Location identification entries
╔══
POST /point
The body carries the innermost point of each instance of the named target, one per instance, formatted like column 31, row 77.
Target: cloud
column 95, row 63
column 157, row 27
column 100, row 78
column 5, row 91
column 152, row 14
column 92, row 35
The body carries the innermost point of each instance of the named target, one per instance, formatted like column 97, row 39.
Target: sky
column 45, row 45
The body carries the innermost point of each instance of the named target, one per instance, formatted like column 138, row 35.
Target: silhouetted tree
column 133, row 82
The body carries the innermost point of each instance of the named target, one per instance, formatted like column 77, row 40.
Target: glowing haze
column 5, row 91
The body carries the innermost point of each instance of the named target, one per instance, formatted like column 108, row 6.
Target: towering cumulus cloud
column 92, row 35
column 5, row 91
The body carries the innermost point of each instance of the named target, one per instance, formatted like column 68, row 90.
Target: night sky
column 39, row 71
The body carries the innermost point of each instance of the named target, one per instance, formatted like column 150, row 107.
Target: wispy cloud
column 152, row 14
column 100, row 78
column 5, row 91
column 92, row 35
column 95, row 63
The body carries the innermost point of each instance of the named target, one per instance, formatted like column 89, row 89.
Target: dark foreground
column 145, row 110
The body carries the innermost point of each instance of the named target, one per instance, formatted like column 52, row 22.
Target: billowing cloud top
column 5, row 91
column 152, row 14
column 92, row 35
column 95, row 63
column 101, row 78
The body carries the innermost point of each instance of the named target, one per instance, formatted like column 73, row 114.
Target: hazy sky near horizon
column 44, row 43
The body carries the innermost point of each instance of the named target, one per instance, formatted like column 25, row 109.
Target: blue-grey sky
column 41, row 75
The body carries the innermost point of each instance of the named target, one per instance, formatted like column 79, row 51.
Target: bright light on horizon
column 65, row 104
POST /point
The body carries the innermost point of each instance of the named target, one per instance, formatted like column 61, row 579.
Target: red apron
╚══
■ **Directions for this task**: Arrange every line of the rows above as a Markdown table with two columns, No. and Line. Number each line in sequence and omit blank lines.

■ **Written response**:
| No. | Line |
|---|---|
| 1 | POST /point |
| 2 | The body carries the innermost point of each instance of the named target, one per instance, formatted like column 31, row 77. |
| 3 | Target: cloud |
| 4 | column 95, row 63 |
| 5 | column 157, row 27 |
| 6 | column 100, row 78 |
| 7 | column 5, row 91 |
| 8 | column 152, row 14 |
| 9 | column 92, row 35 |
| 10 | The body carries the innermost point of each instance of the named target, one per instance, formatted like column 97, row 39. |
| 11 | Target: sky |
| 12 | column 45, row 45 |
| 13 | The body carries the innermost point of each instance of the named target, one per instance, formatted like column 138, row 35. |
| 14 | Target: silhouetted tree |
| 15 | column 133, row 82 |
| 16 | The body carries the innermost point of each instance of the named target, one per instance, formatted like column 77, row 40. |
| 17 | Target: glowing haze |
| 18 | column 5, row 91 |
| 19 | The body carries the innermost point of each instance of the named target, one per instance, formatted like column 108, row 6. |
| 20 | Target: towering cumulus cloud |
| 21 | column 92, row 35 |
| 22 | column 5, row 91 |
| 23 | The body carries the innermost point of each instance of the named target, one per instance, formatted like column 68, row 90. |
| 24 | Target: night sky |
| 25 | column 39, row 71 |
| 26 | The body carries the innermost point of each instance of the named target, one per instance, formatted like column 150, row 107. |
| 27 | Target: wispy cloud |
| 28 | column 152, row 14 |
| 29 | column 100, row 78 |
| 30 | column 5, row 91 |
| 31 | column 92, row 35 |
| 32 | column 95, row 63 |
| 33 | The body carries the innermost point of each instance of the named target, one per instance, formatted like column 89, row 89. |
| 34 | Target: dark foreground |
| 35 | column 145, row 110 |
| 36 | The body carries the innermost point of each instance of the named target, one per instance, formatted like column 52, row 22. |
| 37 | Target: billowing cloud top |
| 38 | column 5, row 91 |
| 39 | column 152, row 14 |
| 40 | column 92, row 35 |
| 41 | column 95, row 63 |
| 42 | column 101, row 78 |
| 43 | The body carries the innermost point of each instance of the named target, one per instance, formatted like column 73, row 114. |
| 44 | Target: hazy sky near horizon |
| 45 | column 44, row 43 |
| 46 | The body carries the innermost point of each instance of the named target, one per instance, formatted like column 25, row 109. |
| 47 | Target: blue-grey sky |
| 48 | column 41, row 75 |
| 49 | The body carries the innermost point of each instance of the named target, one per instance, formatted like column 79, row 51. |
| 50 | Target: bright light on horizon |
| 51 | column 65, row 104 |
| 52 | POST /point |
| 53 | The body carries the innermost point of each instance of the named target, one per instance, formatted like column 61, row 579. |
| 54 | Target: red apron |